------ Article

Counsel may, of course, be guilty of bullying behaviour – and this should not occur. It is never appropriate to lose one’s temper with the court, or to invite a judge to ‘do as you please,’ rather than to persuade the judge as the client’s interest properly demands and supports. As Kirby P noted5 in Escobar v Spindaleri:

‘Courage and resolution on the part of counsel does not stop at an assertion of the right to conduct the case as counsel thinks best. Courage is not exhibited by inviting a trial judge to do as he pleases. It is the duty of counsel to represent his client. In that representation, it is his obligation to ensure his client’s case is presented and argued to the best of his skill and ability. In these circumstances it is not the counsel who invites the judge to do as he pleases. It is a duty of counsel to endeavour to persuade the judge to do as his client’s interests necessitate, to the extent to which those interests might lawfully be pressed.

‘As has been said, in the atmosphere of the courtroom, emotions sometimes run high. But when they are indulged at the expense of the protection of the client’s interest, they ill-become counsel whose duty is to represent those interests.’ (Emphasis supplied.)

------------
------ Supplied records

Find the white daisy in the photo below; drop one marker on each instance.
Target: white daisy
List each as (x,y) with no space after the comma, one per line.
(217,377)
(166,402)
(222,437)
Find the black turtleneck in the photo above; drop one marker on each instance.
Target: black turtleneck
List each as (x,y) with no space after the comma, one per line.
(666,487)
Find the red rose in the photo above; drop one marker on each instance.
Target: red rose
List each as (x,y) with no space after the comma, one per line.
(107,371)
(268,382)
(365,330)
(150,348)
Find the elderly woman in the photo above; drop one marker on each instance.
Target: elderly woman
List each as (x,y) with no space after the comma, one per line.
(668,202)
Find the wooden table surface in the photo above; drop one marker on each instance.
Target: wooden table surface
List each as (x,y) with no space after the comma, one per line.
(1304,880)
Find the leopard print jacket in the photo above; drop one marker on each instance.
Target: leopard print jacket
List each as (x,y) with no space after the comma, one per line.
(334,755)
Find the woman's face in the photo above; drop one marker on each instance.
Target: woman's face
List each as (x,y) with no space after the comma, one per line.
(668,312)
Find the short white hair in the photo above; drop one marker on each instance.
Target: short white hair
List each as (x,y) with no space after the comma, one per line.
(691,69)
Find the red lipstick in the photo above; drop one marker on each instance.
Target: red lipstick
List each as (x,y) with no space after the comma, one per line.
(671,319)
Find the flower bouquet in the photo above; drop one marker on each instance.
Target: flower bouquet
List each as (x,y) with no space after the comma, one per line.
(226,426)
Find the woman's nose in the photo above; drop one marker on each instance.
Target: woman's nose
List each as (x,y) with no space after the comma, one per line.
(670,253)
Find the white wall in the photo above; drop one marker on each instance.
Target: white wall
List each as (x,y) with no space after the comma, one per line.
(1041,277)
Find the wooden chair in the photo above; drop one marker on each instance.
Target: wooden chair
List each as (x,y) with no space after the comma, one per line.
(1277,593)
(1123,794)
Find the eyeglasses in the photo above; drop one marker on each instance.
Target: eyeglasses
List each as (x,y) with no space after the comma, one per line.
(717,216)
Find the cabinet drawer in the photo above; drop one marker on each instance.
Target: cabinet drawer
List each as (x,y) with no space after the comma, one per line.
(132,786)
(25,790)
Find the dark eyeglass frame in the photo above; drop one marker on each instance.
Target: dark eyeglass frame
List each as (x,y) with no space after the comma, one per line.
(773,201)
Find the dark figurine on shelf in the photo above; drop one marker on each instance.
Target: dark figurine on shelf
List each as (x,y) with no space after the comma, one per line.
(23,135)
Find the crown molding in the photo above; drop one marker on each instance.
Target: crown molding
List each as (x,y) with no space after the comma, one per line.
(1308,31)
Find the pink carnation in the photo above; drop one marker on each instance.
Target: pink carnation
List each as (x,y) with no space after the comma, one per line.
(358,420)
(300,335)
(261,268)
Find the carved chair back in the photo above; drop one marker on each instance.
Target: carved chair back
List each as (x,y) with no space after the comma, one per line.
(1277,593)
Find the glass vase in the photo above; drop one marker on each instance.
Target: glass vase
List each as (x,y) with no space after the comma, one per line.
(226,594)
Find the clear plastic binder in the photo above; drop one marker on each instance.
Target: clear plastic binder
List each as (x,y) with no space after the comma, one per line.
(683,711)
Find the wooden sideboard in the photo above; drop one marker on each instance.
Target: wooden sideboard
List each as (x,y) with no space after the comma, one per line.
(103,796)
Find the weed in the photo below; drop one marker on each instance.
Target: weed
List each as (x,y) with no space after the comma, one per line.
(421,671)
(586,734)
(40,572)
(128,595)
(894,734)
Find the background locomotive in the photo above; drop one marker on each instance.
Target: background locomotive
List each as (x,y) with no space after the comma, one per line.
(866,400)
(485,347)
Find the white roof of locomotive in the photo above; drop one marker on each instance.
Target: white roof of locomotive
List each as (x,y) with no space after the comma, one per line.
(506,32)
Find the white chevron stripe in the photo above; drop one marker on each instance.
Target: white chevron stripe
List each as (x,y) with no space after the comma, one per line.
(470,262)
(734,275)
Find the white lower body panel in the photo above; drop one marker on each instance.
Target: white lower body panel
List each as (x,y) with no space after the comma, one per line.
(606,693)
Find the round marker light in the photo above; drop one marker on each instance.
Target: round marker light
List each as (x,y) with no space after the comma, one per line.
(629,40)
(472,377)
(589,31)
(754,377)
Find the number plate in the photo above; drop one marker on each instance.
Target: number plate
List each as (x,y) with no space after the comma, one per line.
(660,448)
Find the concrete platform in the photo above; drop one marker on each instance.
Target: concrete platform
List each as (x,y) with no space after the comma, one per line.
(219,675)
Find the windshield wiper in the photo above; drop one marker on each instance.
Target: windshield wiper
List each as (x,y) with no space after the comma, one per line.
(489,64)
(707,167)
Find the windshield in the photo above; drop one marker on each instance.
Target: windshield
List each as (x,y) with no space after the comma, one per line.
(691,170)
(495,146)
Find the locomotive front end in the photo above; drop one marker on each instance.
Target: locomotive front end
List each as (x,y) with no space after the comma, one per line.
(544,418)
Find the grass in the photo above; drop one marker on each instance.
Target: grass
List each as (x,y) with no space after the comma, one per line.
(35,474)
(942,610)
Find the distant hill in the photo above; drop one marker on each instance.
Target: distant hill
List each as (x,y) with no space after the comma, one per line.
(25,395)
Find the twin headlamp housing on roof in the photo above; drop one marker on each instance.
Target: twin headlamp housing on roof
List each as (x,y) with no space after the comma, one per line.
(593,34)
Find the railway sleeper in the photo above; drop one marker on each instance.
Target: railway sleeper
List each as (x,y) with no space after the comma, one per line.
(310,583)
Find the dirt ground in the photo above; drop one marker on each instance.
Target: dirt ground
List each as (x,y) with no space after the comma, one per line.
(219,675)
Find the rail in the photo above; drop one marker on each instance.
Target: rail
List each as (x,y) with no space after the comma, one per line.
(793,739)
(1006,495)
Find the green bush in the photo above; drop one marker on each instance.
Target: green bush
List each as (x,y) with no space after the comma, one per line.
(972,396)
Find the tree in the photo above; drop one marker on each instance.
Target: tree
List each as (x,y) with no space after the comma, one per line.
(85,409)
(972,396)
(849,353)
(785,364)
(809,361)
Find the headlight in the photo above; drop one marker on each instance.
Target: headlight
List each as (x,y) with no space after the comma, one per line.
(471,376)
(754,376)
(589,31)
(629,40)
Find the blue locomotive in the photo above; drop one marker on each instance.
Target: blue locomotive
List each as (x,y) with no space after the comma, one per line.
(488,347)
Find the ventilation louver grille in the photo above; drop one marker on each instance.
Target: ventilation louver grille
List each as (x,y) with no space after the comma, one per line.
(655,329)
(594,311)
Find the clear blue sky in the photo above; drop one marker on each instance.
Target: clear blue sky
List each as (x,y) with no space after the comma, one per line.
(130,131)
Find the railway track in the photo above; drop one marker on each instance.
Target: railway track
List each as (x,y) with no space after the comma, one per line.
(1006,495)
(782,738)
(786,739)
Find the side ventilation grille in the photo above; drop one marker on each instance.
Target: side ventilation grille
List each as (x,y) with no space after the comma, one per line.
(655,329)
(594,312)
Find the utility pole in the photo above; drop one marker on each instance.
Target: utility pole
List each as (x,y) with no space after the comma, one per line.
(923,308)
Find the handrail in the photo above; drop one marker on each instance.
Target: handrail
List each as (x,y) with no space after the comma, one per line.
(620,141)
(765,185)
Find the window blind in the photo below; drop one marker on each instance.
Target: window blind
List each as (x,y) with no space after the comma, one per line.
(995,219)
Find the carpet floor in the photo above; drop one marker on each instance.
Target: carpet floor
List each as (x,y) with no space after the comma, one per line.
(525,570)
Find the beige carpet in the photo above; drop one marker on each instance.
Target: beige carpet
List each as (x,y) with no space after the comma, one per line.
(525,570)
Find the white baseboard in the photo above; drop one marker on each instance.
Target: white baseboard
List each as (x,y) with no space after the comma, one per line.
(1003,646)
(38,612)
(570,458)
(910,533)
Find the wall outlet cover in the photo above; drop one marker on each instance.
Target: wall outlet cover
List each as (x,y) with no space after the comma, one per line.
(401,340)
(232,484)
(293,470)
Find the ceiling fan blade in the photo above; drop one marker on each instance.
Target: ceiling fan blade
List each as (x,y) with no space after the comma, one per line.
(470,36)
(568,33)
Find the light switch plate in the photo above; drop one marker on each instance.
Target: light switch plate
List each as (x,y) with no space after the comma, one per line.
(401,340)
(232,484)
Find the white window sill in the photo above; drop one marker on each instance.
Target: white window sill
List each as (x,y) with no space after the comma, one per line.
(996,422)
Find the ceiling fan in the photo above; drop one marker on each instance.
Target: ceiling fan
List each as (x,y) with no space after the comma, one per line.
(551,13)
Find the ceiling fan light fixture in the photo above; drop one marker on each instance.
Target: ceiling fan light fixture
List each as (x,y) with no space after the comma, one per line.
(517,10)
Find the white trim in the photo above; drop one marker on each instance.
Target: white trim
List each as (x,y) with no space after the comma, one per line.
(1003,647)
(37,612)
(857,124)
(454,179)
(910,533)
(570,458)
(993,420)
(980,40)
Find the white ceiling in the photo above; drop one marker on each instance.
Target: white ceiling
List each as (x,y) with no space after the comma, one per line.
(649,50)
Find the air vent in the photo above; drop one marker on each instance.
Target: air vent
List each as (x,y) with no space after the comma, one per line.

------------

### Instructions for the task
Answer these questions from the text on counsel's conduct:
(a) Which judge is quoted, and in which case?
(b) According to the quotation, what is courage not exhibited by?
(c) What does the quotation say about emotions indulged at the expense of the protection of the client's interest?

### Answer to this exercise
(a) Kirby P, in Escobar v Spindaleri.
(b) Inviting a trial judge to do as he pleases.
(c) They ill-become counsel whose duty is to represent those interests.